-- Text to read --
The Mayor of Kumanovo Maksim Dimitrievski announced that he will not follow the Government order to remove plaques signifying the sites of World War Two fights and arrests, when they carry the words “Bulgarian fascist occupier”. Prime Minister Zoran Zaev called on municipal authorities to remove the plaques, as he previously ordered the removal of every public display of the Star of Kutles, to appease the Greeks.
We will not remove signs mentioning the Bulgarian fascist occupiers in Kumanovo. More than a thousand people from Kumanovo lost their lives in the Second World War, most of them by the Bulgarian fascist occupiers. I also can’t deny the fact that the subsequent Fatherland Front in Bulgaria was on the side of the allies. Still, Bulgaria needs to be self-conscious and to publicly apologize and then move on. Otherwise, if we are pressured to remove the plaques, we condemn our own people and those who lost their lives, Dimitrievski said.

-- Task 1 --
Rewrite the part of the rows that opens with the line containing "Report the position of each instance of the wall" and closes at the end of the rows. Keep the requests and their sample coordinates as they are, shift every point coordinate in the answers by adding -141, and leave the pictures out.
The article above and the rows that follow come from unrelated sources.

-- Task data --

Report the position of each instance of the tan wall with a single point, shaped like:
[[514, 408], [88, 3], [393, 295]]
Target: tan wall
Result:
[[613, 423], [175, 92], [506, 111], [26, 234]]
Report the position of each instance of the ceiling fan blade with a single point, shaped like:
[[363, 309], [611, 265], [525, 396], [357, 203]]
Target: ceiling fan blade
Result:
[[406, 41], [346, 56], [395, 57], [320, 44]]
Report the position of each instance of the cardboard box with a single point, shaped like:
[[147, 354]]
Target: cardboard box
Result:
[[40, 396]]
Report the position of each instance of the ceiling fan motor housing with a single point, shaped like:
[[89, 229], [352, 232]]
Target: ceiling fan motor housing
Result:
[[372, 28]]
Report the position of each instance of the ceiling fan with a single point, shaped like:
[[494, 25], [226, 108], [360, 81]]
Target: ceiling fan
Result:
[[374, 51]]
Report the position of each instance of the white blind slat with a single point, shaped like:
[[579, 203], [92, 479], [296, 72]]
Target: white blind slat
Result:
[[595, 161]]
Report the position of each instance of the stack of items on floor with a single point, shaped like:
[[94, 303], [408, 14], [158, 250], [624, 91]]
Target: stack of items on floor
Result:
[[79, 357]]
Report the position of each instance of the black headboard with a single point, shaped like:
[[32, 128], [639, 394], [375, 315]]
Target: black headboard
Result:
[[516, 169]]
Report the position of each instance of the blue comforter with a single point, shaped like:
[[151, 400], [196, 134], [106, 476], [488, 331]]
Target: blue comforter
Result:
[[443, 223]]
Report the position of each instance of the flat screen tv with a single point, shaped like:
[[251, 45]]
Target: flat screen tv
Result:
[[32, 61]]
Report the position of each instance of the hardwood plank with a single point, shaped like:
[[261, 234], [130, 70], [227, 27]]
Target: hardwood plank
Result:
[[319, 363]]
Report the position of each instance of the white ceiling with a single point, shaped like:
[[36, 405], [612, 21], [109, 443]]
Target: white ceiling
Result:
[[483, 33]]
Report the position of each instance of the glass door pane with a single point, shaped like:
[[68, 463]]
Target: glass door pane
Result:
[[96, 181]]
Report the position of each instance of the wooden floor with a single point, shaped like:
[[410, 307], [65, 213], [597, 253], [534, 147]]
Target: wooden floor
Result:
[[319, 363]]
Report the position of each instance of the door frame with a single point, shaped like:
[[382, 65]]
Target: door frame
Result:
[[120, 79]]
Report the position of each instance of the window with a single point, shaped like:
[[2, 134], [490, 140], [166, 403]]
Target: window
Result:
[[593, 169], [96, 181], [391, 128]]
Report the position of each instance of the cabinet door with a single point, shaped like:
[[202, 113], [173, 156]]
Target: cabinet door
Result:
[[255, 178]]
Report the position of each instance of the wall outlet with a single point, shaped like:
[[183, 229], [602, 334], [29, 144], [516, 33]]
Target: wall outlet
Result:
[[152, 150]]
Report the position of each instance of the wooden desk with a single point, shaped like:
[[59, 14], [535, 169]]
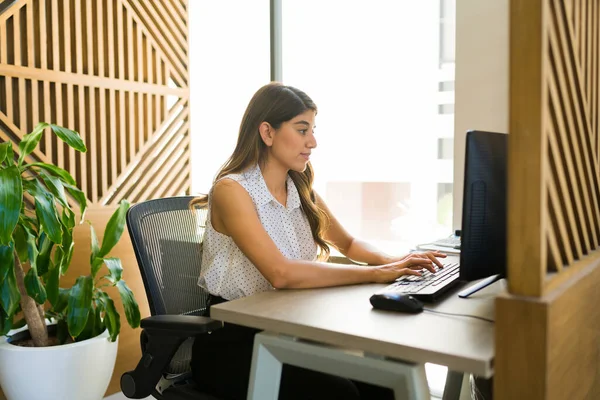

-- Task 2 --
Repeat the part of the article on the Kumanovo plaques that opens with the words "The Mayor of" and closes with "appease the Greeks.", copying it word for word.

-- Solution 1 --
Report the position of each instance of the wall outlet with a single point, shaped like:
[[183, 229], [602, 334], [29, 144], [516, 33]]
Target: wall outlet
Result:
[[11, 9]]
Report the position of each instance of the wooden desk with a single point, shaped like:
[[59, 14], [535, 169]]

-- Solution 2 --
The Mayor of Kumanovo Maksim Dimitrievski announced that he will not follow the Government order to remove plaques signifying the sites of World War Two fights and arrests, when they carry the words “Bulgarian fascist occupier”. Prime Minister Zoran Zaev called on municipal authorities to remove the plaques, as he previously ordered the removal of every public display of the Star of Kutles, to appease the Greeks.